What needs to be done
Transcribe the entries from the line with "One point per instance of the dandelion seed, the" to the line with "pixel 68 272", both of those lines included, reproducing each line without any change.

Supplied entries
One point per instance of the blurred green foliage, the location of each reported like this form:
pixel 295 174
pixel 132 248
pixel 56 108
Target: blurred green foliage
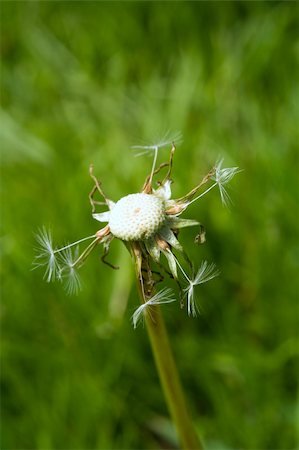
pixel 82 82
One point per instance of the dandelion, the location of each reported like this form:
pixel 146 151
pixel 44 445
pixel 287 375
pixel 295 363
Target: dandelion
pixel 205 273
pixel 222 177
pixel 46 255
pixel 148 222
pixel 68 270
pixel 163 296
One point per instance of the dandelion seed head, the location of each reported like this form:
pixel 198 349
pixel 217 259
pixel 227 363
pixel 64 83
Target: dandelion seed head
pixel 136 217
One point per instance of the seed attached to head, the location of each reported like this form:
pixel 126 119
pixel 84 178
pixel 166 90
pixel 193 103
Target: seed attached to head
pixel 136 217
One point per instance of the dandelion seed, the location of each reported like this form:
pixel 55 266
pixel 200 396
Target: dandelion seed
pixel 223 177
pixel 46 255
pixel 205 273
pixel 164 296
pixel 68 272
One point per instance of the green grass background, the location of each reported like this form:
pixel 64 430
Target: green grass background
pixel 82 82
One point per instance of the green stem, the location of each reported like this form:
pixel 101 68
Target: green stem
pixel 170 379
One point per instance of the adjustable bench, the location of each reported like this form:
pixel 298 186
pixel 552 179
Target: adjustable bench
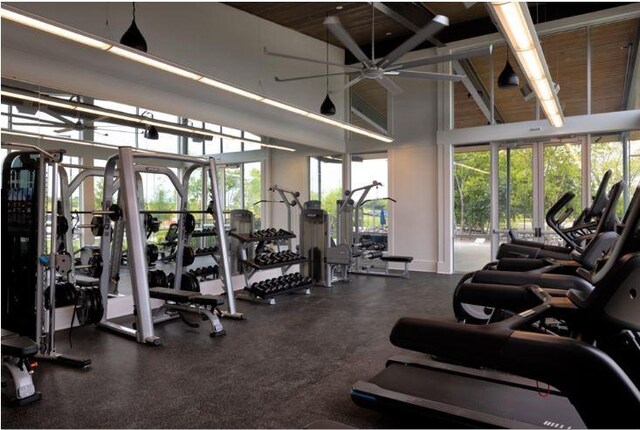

Task output
One point per instance of the dandelion seed, the location of each reported like this form:
pixel 55 266
pixel 200 396
Target: dandelion seed
pixel 223 177
pixel 46 255
pixel 205 273
pixel 164 296
pixel 68 272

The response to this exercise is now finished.